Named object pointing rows
---+---

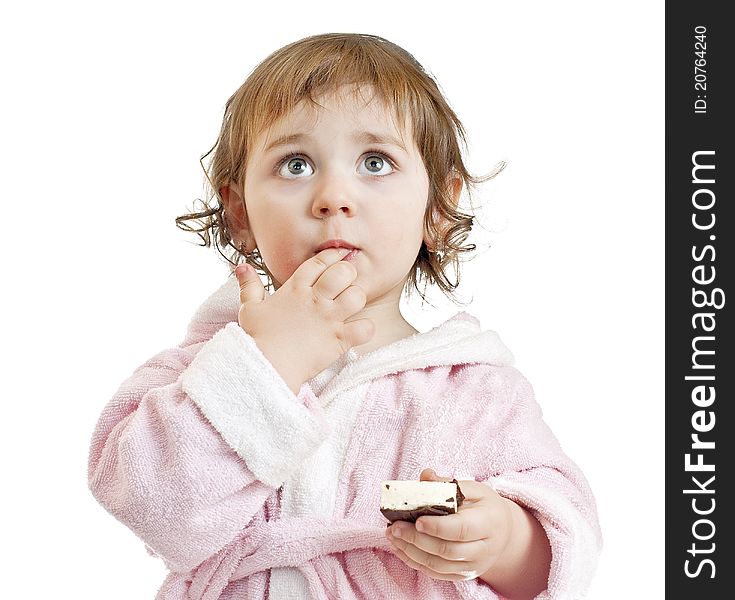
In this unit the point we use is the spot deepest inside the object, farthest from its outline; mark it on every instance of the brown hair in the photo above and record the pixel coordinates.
(306, 69)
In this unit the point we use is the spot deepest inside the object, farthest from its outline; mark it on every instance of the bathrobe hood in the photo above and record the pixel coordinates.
(459, 340)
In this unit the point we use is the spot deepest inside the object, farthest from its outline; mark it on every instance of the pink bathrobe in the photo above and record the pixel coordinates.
(246, 490)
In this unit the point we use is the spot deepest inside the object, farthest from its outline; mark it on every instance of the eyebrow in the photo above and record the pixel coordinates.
(359, 137)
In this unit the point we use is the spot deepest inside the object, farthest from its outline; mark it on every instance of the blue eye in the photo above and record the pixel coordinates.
(377, 165)
(295, 167)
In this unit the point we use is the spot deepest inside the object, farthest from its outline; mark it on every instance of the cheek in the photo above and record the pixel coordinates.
(279, 242)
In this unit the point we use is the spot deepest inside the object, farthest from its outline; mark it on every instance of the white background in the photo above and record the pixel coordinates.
(106, 110)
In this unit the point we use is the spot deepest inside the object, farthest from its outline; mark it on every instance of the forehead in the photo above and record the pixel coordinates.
(353, 107)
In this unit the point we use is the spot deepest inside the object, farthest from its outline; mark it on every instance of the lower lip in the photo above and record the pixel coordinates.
(351, 255)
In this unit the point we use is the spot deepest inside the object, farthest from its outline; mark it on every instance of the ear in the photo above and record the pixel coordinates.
(454, 186)
(236, 217)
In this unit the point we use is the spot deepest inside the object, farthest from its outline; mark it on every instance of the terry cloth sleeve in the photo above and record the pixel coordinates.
(527, 465)
(194, 442)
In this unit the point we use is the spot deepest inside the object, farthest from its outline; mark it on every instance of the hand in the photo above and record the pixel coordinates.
(456, 547)
(303, 327)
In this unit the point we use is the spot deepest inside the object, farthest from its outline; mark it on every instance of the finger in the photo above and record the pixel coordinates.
(310, 270)
(468, 525)
(433, 566)
(334, 280)
(359, 332)
(451, 551)
(251, 287)
(349, 302)
(430, 475)
(414, 565)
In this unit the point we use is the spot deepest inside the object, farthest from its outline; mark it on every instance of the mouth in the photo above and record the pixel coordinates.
(338, 244)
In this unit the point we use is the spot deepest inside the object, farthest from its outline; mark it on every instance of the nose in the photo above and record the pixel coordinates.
(332, 196)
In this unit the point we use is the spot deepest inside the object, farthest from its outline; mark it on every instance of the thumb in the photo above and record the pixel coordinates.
(251, 287)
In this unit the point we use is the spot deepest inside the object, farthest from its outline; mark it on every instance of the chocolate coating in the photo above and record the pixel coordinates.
(411, 515)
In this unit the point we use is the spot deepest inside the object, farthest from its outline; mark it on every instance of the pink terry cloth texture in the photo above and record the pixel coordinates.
(198, 450)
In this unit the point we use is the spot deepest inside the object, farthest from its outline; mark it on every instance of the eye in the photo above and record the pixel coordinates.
(295, 167)
(375, 164)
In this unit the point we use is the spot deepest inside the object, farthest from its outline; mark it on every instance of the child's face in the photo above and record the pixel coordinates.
(342, 171)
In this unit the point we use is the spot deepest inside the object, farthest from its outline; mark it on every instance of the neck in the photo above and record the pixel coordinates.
(390, 326)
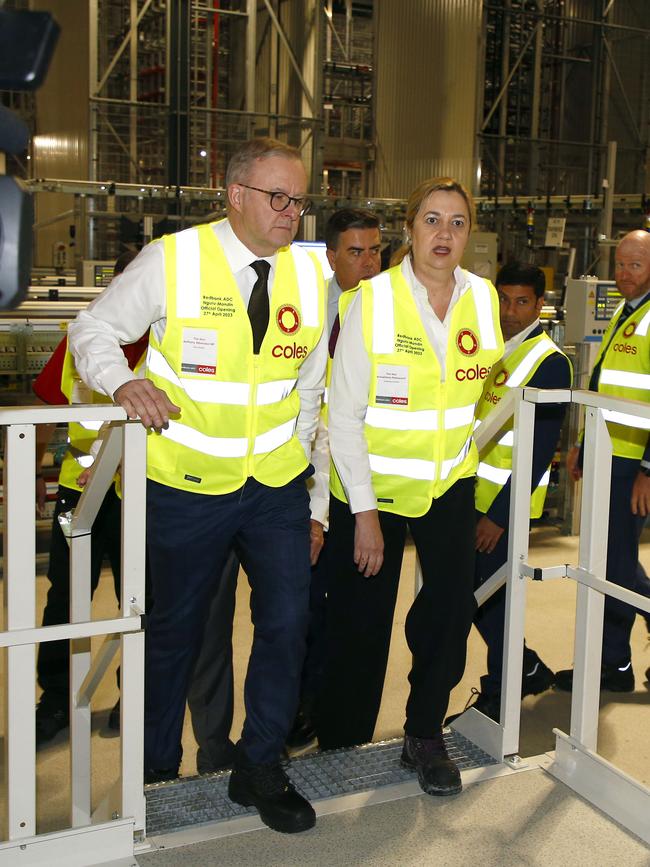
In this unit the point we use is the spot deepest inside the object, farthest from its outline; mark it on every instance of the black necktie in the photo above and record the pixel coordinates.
(258, 305)
(626, 312)
(334, 336)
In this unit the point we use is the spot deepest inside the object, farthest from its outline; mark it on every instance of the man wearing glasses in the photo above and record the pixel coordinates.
(235, 367)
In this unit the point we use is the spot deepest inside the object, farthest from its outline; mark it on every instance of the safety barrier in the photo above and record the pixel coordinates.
(576, 762)
(106, 833)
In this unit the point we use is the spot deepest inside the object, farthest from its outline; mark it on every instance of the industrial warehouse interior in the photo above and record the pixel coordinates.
(464, 187)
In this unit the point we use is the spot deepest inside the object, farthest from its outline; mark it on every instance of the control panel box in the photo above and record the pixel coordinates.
(590, 303)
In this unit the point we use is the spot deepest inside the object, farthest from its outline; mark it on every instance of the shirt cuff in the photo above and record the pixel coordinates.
(361, 498)
(115, 376)
(319, 509)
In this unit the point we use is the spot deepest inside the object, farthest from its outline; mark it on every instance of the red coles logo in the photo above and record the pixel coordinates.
(467, 341)
(288, 319)
(629, 329)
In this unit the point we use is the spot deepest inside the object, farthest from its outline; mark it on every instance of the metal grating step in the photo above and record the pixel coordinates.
(196, 800)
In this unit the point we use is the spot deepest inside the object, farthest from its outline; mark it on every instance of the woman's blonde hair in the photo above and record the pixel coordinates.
(419, 195)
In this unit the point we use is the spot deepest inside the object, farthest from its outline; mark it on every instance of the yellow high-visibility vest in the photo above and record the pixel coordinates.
(625, 372)
(418, 427)
(238, 410)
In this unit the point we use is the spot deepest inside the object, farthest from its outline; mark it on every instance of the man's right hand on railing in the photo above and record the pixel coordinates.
(140, 397)
(572, 465)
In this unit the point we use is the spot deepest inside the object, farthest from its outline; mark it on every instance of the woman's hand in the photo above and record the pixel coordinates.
(368, 543)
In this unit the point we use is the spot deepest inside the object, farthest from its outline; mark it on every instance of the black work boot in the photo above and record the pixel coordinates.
(615, 678)
(536, 677)
(437, 774)
(271, 792)
(50, 720)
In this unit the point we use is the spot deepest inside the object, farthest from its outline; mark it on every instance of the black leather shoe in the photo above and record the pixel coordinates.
(302, 732)
(271, 792)
(159, 775)
(114, 717)
(437, 774)
(49, 722)
(615, 678)
(537, 679)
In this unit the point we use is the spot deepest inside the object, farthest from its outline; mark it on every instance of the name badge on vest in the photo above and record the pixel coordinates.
(392, 384)
(199, 351)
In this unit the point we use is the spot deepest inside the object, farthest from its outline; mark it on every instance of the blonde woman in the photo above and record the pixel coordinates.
(417, 344)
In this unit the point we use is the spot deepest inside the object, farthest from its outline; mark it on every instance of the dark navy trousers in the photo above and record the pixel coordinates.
(189, 537)
(622, 569)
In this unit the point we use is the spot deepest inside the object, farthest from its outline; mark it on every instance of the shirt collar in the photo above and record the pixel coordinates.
(237, 254)
(461, 286)
(516, 341)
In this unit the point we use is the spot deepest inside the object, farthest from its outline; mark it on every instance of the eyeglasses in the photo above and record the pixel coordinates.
(281, 201)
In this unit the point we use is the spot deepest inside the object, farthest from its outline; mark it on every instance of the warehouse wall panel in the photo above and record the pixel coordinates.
(427, 57)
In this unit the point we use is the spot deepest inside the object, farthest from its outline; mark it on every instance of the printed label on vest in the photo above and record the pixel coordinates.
(409, 344)
(392, 384)
(199, 351)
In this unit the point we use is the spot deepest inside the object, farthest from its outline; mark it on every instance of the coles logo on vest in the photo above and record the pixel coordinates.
(288, 319)
(629, 329)
(467, 341)
(472, 373)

---+---

_Exercise directions_.
Convert the rows from the line containing "of the name" through the end of the rows into a two-column CSV with the header columns text and answer. Give one CSV line for each text paired with its answer, put each field in quotation marks, and replace line breaks with spaces.

_Exercise solution_.
text,answer
"In this unit the point we use is the spot deepest inside the object, farthest from its outline; mark it on every instance of the name badge on vest in the photo above and record the pixel coordinates.","(392, 384) (199, 351)"
"In this unit the point we use is the spot deepest inside the object, farthest from its outline; mark it on every instance of the blonde woman in the photo above and record the pixel coordinates.","(417, 344)"
"In this unit the point we use is the spot deepest inside the object, farthest from its outline; mark it on every instance of the dark navy trousers in the photo above and record the pixel coordinates.","(189, 537) (622, 569)"
"In this unit the point we use is the spot deepest inside the object, farthest from its outline; mark it on every instance of the shirt collar in the photo above and record the pixel coordinates.","(237, 254) (461, 286) (516, 341)"
"In this unit the point we use is the spot deepest inside the object, farthest from its outline; mark it on every instance of the eyeglasses in the photo above and record the pixel coordinates.","(281, 201)"
"In this unit the point we use is the spot deepest inside the object, farthest from its outline; mark it on every instance of the warehouse wall panel in the photo above and record the pixel coordinates.","(427, 57)"
"In this unit the point we use is the spot deepest inside the object, farthest from its outline; mark it on every instance of the printed label on vest in the photo above and record the pixel coordinates.","(409, 344) (392, 384) (199, 351)"
"In this unit the point we use is the spot deepest inside the object, farthest from its outline; mark it on every instance of the coles logo on vest in the photo above and record the pixel coordinates.","(288, 319) (629, 329) (467, 341) (472, 373)"